Task description
Output exactly what appears from the line containing "Find cheek. Format: x1" to the end of the data below, and nothing more.

Given data
╭──
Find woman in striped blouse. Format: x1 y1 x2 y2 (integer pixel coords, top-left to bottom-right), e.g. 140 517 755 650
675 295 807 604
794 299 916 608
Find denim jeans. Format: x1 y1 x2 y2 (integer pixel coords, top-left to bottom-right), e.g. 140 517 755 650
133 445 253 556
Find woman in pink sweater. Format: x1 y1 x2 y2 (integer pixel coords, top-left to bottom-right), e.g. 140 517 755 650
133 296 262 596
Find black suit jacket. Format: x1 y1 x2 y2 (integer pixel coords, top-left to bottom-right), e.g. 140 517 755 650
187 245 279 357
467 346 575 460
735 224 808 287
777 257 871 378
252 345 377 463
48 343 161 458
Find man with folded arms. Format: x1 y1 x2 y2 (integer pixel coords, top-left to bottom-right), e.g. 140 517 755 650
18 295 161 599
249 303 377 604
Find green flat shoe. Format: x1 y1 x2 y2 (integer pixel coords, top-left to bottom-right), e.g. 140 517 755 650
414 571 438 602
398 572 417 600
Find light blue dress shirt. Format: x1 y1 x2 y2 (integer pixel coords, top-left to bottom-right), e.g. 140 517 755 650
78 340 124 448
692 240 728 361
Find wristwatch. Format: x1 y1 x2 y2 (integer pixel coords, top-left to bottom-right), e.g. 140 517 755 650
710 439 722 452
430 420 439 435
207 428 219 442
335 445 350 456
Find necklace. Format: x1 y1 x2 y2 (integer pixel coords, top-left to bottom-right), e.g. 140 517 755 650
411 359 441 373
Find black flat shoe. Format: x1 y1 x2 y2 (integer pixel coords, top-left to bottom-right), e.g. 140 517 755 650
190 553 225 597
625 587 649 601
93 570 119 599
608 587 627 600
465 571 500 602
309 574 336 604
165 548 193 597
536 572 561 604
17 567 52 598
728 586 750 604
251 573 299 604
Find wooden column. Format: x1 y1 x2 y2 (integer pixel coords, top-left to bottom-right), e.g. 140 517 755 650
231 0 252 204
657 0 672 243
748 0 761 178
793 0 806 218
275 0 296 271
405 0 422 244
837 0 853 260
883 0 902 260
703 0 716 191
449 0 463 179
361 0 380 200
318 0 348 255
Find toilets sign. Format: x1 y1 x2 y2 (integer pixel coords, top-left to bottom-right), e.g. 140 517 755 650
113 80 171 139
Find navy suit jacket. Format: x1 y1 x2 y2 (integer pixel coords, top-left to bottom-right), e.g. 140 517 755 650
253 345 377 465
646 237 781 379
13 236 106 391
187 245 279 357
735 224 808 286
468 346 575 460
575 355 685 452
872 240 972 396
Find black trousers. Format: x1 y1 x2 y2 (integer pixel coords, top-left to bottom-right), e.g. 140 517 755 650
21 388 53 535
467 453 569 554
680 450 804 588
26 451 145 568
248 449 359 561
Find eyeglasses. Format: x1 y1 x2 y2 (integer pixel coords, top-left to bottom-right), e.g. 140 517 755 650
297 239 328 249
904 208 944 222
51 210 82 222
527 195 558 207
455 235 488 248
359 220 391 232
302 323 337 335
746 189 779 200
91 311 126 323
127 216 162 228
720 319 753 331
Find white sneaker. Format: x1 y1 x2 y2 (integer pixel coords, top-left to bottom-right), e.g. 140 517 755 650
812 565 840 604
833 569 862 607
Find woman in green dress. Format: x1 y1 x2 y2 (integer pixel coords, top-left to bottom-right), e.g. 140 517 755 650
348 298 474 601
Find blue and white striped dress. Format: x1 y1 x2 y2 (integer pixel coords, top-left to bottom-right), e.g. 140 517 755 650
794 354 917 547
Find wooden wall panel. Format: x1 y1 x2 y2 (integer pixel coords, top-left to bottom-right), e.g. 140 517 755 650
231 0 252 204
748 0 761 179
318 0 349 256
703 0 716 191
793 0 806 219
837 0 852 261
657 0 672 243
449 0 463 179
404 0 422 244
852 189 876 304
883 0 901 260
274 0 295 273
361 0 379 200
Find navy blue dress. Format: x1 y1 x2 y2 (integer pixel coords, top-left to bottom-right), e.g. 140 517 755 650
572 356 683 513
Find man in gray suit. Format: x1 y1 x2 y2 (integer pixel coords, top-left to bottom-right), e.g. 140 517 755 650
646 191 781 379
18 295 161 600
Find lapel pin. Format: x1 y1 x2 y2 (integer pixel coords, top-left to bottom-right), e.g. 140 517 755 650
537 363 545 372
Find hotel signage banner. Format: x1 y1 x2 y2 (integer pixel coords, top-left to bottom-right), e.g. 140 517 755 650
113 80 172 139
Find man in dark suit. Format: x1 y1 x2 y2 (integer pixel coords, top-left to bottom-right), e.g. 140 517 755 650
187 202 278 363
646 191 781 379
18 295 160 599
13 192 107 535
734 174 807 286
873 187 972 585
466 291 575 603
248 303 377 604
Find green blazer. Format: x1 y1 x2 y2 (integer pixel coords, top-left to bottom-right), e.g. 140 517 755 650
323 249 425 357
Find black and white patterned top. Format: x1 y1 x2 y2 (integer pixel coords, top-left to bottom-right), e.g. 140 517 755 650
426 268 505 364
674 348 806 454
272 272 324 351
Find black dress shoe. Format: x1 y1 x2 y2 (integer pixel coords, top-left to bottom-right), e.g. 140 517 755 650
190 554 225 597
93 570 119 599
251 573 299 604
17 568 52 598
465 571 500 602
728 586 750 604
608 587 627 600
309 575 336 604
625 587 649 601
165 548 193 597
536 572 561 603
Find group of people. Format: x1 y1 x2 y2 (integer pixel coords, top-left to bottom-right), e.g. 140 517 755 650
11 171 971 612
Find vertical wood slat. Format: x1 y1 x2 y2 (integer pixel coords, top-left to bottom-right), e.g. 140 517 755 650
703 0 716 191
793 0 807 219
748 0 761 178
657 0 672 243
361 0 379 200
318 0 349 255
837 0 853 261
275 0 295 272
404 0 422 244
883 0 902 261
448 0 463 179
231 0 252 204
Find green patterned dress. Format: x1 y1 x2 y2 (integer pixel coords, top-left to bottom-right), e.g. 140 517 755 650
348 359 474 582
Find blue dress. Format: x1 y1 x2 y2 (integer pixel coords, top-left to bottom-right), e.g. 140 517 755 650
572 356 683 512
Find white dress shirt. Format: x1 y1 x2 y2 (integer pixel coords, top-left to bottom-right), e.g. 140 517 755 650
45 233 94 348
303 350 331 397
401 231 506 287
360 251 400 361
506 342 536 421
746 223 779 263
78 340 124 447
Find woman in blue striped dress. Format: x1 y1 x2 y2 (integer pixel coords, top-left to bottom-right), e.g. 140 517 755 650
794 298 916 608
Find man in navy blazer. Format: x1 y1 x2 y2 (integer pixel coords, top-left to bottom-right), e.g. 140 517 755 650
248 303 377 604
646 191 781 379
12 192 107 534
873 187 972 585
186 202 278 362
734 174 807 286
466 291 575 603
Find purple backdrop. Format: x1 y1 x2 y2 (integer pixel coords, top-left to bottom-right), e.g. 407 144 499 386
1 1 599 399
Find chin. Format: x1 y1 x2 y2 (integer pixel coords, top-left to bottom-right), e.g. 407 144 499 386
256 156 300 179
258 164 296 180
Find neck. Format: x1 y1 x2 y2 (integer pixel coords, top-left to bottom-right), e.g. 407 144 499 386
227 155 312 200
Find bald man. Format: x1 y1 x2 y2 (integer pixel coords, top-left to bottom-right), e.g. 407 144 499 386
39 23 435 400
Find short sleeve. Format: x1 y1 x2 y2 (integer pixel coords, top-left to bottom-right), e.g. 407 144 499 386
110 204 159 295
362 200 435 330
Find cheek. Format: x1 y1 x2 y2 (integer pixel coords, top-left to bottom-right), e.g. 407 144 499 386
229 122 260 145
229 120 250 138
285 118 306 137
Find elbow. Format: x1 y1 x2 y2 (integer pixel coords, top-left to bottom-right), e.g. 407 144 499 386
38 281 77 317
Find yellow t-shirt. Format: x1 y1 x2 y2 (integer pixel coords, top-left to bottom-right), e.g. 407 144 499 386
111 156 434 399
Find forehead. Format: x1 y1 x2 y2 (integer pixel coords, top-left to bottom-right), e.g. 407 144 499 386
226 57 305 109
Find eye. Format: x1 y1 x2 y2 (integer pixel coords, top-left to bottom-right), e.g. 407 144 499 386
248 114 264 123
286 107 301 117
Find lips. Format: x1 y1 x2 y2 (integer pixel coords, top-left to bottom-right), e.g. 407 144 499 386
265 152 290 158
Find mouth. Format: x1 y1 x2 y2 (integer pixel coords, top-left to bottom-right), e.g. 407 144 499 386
╰──
Output for this exercise
Find cheek. Format: x1 y1 x2 y2 (integer pixel coords, top-left to bottom-right), e.g. 407 144 499 386
229 122 260 145
229 120 250 138
285 118 306 137
Find elbow. Format: x1 y1 x2 y2 (integer pixel coords, top-left to bottom-right), e.g. 407 144 499 386
38 281 77 317
Find yellow t-shirt. Format: x1 y1 x2 y2 (integer pixel coords, top-left to bottom-right), e.g. 407 144 499 386
111 156 434 399
Find forehead. Format: x1 y1 x2 y2 (integer pixel coords, top-left to bottom-right), e.g. 407 144 499 386
226 57 305 109
Find eye. Format: x1 y1 x2 y2 (integer pixel coords, top-left to bottom-right), e.g. 407 144 499 386
248 114 264 123
286 107 301 117
Find lips. Format: x1 y1 x2 y2 (integer pixel coords, top-left to bottom-right), e.g. 407 144 499 386
265 152 290 158
Find mouth. Format: x1 y1 x2 y2 (integer pixel coords, top-left to bottom-right), e.g. 407 144 499 386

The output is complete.